**** EXTRACTED MATERIAL ****
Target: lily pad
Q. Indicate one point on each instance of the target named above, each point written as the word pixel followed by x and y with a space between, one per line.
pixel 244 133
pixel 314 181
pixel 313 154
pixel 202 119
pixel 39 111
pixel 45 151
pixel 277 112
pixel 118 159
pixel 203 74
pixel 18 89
****
■ AIM:
Copy every line of the data above without changing anything.

■ RESPONSE TO THIS EXERCISE:
Target: lily pad
Q. Indicate one point on each instance of the target named above, each point written as the word pixel followed by x and y with a space between, one per line.
pixel 244 133
pixel 314 181
pixel 313 154
pixel 202 119
pixel 39 111
pixel 45 151
pixel 277 112
pixel 118 159
pixel 203 74
pixel 18 89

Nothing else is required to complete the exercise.